> _The problem_
Please copy exactly the lines from the one containing "Spot the navy blue" to the end of the entries, both included, and nothing else. Omit every picture.

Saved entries

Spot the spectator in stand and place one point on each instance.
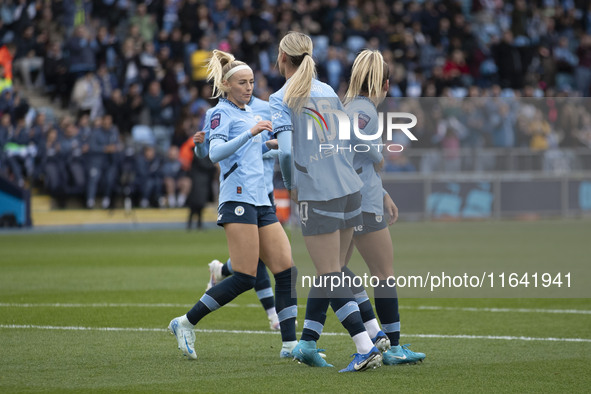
(53, 170)
(456, 71)
(583, 70)
(7, 53)
(102, 161)
(6, 130)
(199, 60)
(146, 22)
(129, 65)
(87, 96)
(149, 178)
(72, 149)
(161, 111)
(116, 106)
(510, 63)
(398, 162)
(29, 56)
(5, 83)
(55, 73)
(20, 152)
(81, 48)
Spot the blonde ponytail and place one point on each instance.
(368, 76)
(298, 47)
(217, 70)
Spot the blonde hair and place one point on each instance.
(298, 47)
(369, 74)
(217, 68)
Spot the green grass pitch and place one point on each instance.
(88, 311)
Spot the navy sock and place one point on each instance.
(220, 295)
(361, 297)
(386, 299)
(316, 308)
(227, 268)
(286, 302)
(263, 287)
(344, 305)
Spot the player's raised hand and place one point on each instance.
(261, 126)
(199, 137)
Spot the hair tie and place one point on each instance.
(235, 69)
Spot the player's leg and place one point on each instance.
(265, 295)
(377, 251)
(244, 254)
(275, 251)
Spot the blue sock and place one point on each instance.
(227, 268)
(386, 299)
(220, 295)
(263, 287)
(361, 297)
(316, 308)
(344, 306)
(286, 302)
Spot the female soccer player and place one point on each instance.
(217, 270)
(327, 188)
(367, 89)
(245, 212)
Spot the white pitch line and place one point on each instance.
(231, 305)
(210, 331)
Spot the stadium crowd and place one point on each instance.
(132, 75)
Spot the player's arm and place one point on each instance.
(221, 148)
(282, 128)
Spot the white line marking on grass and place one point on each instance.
(231, 305)
(503, 310)
(210, 331)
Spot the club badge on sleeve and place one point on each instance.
(215, 121)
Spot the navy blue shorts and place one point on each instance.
(272, 199)
(371, 223)
(239, 212)
(325, 217)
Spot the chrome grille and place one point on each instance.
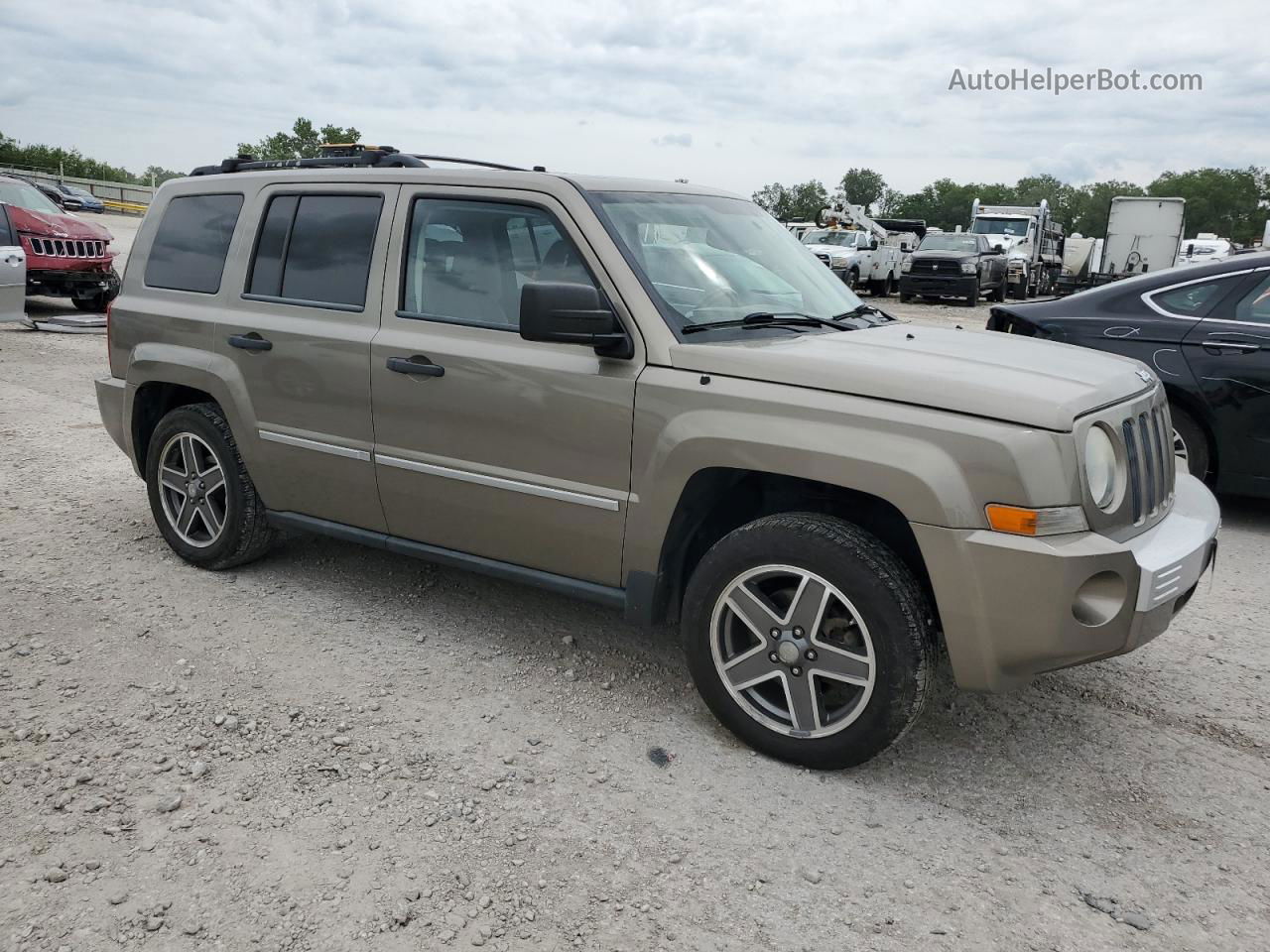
(66, 248)
(1152, 467)
(937, 268)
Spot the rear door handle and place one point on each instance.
(250, 341)
(1215, 345)
(418, 363)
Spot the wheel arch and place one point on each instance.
(1198, 411)
(716, 500)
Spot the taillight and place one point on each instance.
(109, 350)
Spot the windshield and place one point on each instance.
(19, 194)
(847, 239)
(707, 259)
(1001, 226)
(949, 243)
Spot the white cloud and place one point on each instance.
(593, 86)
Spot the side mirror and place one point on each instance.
(563, 312)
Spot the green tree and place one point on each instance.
(302, 143)
(862, 186)
(802, 202)
(158, 175)
(1223, 200)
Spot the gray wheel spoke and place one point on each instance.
(804, 706)
(212, 480)
(186, 517)
(212, 521)
(757, 616)
(172, 479)
(808, 607)
(841, 665)
(749, 667)
(189, 454)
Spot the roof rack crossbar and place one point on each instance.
(348, 158)
(466, 162)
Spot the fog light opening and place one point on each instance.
(1098, 599)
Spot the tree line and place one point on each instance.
(1233, 203)
(302, 141)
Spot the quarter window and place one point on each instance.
(1255, 306)
(190, 246)
(1191, 299)
(466, 262)
(316, 249)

> _Problem solution_
Spot the navy blue shorts and place one point on each instance.
(272, 199)
(371, 223)
(239, 212)
(325, 217)
Spot the chrome grille and place one point on each instance.
(66, 248)
(1152, 467)
(937, 268)
Spot the rear door handle and place one point on each instance.
(250, 341)
(1215, 345)
(418, 363)
Spot the wheel arch and place one point on each instance.
(1198, 411)
(716, 500)
Spot the taillight and place one point on each instance.
(109, 350)
Spot the windshield and place one point on each instance.
(19, 194)
(847, 239)
(707, 259)
(1001, 226)
(949, 243)
Spot the white cloud and place one point on each instance.
(593, 86)
Spot the side mirror and place one point on each instance.
(563, 312)
Spot the green tree and place one point on each instance.
(302, 143)
(862, 186)
(802, 202)
(158, 175)
(1223, 200)
Spot the gray wheel spoke and place one point on each instance.
(804, 706)
(212, 480)
(186, 517)
(212, 521)
(757, 616)
(172, 479)
(808, 607)
(841, 665)
(749, 667)
(189, 454)
Spot the roof rack crossbar and place one point on each instance.
(348, 158)
(466, 162)
Spot the fog light opening and place one point on each instance.
(1098, 599)
Spot the tree line and place one point on each instance.
(1233, 203)
(302, 141)
Spot the quarter window and place one point on each instance.
(1255, 306)
(190, 246)
(1191, 299)
(466, 262)
(316, 249)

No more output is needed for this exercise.